• [THE REQUEST]: Render the lines of the listing below, from the line with "In this exercise you will locate the dark" to the line with "point(224, 108)", both included, as a Markdown table with the columns Row and Line. Number each row and skip blank lines.
— START OF PROVIDED ENTRIES —
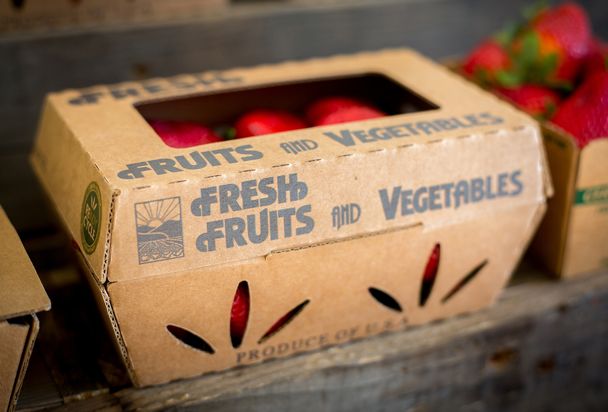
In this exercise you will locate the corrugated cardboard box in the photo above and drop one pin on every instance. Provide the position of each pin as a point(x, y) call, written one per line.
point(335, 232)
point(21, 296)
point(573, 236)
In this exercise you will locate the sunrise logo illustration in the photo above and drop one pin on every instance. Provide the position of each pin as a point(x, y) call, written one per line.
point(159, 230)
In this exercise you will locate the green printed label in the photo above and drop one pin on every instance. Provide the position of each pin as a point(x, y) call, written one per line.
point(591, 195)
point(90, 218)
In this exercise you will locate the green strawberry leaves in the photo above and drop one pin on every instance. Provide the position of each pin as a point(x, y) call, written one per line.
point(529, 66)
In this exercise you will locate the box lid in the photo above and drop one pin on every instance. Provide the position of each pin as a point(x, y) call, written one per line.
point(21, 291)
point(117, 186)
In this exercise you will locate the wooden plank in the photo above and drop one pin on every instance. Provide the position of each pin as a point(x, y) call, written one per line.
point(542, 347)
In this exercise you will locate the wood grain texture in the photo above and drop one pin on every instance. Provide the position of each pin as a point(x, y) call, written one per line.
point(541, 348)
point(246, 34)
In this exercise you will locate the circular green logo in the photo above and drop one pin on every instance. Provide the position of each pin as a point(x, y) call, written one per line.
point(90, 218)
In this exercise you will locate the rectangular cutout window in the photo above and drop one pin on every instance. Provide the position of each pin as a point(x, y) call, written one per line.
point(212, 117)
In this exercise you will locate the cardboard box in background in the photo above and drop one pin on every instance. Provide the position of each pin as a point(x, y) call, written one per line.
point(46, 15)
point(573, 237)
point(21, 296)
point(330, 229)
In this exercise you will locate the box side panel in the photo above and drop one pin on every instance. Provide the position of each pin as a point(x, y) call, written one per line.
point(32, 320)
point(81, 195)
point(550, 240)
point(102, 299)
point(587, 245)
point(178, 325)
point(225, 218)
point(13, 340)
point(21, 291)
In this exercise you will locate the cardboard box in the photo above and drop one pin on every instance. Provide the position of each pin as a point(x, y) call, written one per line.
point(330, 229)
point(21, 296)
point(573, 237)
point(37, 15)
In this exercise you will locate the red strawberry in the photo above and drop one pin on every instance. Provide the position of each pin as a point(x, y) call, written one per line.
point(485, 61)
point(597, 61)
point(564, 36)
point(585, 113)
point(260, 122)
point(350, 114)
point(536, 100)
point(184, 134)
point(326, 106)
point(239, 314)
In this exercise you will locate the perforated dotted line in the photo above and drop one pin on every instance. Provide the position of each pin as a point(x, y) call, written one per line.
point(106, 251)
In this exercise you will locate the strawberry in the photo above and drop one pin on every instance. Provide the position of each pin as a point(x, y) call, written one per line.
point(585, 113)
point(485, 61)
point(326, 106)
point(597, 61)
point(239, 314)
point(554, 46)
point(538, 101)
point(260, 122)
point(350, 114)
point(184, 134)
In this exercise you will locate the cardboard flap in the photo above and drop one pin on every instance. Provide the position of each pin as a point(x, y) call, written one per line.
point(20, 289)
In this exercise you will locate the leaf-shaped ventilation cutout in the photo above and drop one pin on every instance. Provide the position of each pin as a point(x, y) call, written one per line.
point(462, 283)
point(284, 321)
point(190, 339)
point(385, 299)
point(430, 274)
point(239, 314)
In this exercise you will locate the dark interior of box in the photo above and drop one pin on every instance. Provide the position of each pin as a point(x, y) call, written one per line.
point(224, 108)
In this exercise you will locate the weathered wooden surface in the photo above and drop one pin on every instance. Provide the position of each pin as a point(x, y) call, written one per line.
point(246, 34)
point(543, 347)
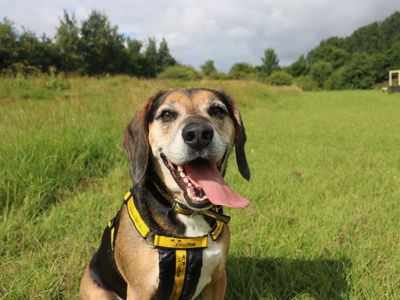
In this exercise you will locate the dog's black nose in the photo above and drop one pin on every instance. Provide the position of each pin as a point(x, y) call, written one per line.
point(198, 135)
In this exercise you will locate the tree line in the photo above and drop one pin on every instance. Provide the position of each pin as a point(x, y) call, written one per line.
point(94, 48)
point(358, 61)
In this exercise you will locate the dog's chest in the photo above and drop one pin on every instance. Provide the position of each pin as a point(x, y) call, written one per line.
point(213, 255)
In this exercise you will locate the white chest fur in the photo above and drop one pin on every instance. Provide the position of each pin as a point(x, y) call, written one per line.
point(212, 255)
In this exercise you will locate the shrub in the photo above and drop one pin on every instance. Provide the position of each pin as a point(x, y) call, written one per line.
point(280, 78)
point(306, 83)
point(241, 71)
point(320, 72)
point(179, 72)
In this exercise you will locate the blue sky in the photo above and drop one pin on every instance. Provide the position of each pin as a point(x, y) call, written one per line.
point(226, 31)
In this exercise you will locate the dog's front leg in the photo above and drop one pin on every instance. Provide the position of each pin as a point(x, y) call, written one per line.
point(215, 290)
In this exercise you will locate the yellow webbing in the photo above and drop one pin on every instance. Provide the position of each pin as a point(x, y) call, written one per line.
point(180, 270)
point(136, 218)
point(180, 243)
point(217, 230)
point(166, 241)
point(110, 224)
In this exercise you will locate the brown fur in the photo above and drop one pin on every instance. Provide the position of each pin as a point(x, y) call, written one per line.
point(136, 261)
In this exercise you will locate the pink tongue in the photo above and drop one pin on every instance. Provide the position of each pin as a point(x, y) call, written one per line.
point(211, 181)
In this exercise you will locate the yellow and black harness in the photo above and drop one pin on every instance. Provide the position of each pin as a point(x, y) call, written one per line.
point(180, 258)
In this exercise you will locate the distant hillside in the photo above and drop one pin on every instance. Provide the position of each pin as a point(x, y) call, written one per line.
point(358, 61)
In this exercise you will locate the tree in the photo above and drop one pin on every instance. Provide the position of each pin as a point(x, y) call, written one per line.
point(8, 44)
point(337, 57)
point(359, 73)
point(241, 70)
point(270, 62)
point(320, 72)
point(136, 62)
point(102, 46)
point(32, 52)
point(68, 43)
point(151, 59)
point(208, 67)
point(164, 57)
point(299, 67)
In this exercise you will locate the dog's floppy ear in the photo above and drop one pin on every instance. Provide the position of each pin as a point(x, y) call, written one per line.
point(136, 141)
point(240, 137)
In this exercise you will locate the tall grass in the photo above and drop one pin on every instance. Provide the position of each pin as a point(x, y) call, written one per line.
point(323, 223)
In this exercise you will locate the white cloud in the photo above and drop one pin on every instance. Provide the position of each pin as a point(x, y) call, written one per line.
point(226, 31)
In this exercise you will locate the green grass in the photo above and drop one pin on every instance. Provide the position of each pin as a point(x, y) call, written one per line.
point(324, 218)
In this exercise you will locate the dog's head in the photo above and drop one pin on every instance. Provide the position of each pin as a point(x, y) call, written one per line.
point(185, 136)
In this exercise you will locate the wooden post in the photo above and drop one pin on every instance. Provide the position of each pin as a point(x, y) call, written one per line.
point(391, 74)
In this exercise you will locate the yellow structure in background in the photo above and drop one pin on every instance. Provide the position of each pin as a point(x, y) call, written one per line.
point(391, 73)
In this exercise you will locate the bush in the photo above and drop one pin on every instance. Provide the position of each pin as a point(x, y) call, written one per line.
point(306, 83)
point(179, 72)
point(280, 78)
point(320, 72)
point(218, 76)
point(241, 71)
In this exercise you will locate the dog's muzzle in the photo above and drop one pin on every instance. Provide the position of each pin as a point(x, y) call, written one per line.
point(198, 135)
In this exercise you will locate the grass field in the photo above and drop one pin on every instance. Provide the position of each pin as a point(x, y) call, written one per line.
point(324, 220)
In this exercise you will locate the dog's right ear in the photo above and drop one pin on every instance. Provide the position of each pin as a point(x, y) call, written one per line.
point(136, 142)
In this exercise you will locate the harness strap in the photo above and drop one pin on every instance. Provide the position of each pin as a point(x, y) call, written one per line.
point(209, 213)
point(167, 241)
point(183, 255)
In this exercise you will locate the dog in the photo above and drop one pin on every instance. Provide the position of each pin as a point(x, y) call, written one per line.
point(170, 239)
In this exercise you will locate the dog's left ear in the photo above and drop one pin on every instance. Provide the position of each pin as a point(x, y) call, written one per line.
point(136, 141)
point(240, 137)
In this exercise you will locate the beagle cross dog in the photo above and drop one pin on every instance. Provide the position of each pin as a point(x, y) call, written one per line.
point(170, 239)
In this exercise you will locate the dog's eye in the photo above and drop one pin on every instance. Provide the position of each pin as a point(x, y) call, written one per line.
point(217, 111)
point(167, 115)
— END OF PROVIDED ENTRIES —
• [EXERCISE ANSWER]:
| Row | Line |
|---|---|
| 1 | In this exercise you will locate the dark interior of box in the photo above and drop one pin on every instance. Provide the position of each pin as a point(x, y) call, written one per line. |
| 2 | point(224, 108) |